About this exercise:
Output the line that contains "Note to the class: find the bathtub interior" and each line after it in the listing, exactly as they appear, through the very last line.

Information supplied:
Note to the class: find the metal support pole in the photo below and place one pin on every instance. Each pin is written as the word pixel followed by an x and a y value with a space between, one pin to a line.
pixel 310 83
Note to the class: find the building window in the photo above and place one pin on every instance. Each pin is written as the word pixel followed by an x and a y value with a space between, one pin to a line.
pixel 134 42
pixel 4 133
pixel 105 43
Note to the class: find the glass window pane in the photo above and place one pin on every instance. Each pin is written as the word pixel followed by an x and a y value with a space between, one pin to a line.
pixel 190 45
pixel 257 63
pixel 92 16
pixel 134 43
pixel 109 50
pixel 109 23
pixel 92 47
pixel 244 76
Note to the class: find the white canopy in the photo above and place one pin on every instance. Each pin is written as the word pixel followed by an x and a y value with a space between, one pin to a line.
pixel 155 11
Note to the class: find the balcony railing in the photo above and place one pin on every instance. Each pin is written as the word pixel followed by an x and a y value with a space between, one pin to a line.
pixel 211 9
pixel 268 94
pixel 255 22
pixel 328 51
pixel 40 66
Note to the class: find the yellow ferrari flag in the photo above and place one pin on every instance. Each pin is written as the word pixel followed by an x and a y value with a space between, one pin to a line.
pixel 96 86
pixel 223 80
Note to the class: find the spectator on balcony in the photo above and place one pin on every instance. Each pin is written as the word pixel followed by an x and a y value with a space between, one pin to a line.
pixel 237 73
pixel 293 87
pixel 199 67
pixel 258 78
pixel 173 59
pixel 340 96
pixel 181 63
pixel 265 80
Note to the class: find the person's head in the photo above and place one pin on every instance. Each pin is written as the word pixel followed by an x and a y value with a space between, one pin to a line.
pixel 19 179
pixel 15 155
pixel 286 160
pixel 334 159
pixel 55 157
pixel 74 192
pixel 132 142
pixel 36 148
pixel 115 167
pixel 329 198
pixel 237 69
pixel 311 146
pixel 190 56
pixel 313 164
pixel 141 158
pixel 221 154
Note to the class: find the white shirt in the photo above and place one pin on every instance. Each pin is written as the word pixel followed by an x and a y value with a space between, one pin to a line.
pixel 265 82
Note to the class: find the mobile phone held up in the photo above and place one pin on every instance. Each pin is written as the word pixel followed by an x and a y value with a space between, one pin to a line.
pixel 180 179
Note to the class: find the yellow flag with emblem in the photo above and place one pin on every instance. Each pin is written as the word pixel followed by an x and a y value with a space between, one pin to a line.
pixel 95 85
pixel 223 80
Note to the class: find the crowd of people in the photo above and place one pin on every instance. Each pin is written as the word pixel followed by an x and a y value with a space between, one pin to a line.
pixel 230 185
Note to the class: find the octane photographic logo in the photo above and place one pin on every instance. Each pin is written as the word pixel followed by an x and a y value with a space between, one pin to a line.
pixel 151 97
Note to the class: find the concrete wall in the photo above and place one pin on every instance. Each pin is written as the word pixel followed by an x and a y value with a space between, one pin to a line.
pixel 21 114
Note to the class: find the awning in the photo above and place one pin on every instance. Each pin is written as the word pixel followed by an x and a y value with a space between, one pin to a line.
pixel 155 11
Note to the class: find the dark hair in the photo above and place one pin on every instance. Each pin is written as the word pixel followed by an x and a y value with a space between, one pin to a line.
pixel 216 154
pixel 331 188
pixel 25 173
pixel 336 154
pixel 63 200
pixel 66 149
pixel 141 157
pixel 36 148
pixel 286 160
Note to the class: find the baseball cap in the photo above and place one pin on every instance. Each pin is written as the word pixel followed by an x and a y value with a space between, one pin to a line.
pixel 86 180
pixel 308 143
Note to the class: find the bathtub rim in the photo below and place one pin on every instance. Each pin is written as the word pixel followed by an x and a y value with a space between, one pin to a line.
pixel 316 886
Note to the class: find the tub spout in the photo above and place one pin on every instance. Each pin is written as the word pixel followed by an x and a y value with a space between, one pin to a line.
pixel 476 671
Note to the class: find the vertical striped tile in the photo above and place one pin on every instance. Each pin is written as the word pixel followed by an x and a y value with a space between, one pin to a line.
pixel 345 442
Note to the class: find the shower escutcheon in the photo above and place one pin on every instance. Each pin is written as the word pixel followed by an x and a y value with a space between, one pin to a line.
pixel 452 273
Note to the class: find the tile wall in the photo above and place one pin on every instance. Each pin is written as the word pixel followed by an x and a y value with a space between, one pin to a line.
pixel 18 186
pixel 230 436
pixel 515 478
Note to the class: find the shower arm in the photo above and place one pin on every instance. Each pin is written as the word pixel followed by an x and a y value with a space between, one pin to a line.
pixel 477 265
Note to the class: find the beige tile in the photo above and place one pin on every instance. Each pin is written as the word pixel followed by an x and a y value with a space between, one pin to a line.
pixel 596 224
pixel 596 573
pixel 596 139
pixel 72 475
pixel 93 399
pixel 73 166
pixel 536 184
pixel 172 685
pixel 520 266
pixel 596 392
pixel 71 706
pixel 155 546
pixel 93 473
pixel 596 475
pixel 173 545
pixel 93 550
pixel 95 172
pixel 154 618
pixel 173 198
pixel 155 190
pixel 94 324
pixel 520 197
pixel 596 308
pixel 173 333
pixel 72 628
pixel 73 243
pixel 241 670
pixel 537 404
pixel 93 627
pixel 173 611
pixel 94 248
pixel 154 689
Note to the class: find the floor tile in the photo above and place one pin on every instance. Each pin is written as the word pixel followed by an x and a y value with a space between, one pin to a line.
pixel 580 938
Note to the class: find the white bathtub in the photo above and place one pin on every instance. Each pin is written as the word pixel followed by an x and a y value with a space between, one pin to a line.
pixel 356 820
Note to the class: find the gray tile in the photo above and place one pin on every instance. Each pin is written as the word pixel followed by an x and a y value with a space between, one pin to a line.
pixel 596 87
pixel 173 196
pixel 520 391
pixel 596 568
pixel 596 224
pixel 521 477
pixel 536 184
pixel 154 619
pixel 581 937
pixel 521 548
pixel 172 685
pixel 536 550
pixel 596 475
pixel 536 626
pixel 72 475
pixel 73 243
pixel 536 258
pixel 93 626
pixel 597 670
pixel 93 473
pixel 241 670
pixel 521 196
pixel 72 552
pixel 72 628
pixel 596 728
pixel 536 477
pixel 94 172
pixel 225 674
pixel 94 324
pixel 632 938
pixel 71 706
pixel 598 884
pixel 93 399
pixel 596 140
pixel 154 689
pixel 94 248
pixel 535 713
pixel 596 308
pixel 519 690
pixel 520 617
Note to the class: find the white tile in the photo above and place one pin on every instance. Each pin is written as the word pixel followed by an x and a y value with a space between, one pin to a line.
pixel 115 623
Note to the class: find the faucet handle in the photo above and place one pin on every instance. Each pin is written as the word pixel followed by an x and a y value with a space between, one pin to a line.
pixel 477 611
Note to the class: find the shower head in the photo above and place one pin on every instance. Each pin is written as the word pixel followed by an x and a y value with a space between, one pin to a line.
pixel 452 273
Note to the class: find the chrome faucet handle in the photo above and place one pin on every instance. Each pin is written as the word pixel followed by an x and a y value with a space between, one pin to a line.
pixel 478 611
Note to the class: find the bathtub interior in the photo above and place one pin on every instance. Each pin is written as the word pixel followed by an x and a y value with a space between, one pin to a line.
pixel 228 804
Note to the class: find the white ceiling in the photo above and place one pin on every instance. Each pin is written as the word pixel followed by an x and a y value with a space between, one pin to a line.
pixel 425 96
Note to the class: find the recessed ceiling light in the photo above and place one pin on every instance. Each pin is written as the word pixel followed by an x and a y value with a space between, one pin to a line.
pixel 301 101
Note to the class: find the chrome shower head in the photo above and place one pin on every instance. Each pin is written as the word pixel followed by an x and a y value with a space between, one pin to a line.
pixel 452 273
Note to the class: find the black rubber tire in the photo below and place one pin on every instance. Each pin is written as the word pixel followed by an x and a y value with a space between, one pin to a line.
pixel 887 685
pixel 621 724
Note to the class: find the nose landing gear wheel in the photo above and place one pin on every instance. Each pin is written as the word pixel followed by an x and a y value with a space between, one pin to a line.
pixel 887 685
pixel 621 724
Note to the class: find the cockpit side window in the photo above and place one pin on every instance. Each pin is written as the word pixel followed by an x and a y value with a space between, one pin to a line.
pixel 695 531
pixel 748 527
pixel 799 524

Result below:
Note to the class: find the bathtub interior in the photo above and place one pin on every instance. Each pin is written as the word pixel followed by an x and a y value with a space between, one pin to a line.
pixel 228 804
Note to the class: find the white ceiling in the photo above and place one pin on every instance. Each pin is written as the word pixel followed by an x and a y value with a space between, one pin to a line.
pixel 425 96
Note to the class: find the recessed ceiling light in the photo above and place one pin on every instance. Each pin is written as the word pixel followed by an x and a y value with a space between, one pin to a line.
pixel 301 101
Note to the class: find the chrome shower head in the photo above and place one pin on every instance. Each pin is written as the word pixel followed by an x and a y value with a space between, one pin to a line.
pixel 452 273
Note to the class: find the black rubber tire in the photo below and place one pin on every instance. Each pin is written as the word pixel followed by an x and a y value with a space between, one pin to a line.
pixel 887 685
pixel 621 724
Note to the class: find the nose landing gear wheel in the photo above and place one pin on every instance. Each pin is written as the word pixel followed by an x and a y value with a space between, one pin to a line.
pixel 887 685
pixel 621 724
Note to the class: find the cockpit side window in the photo above and place one pin on every instance. Each pin is written as the word pixel followed by an x and a y value with a space between, one pin to a line.
pixel 695 531
pixel 748 527
pixel 799 524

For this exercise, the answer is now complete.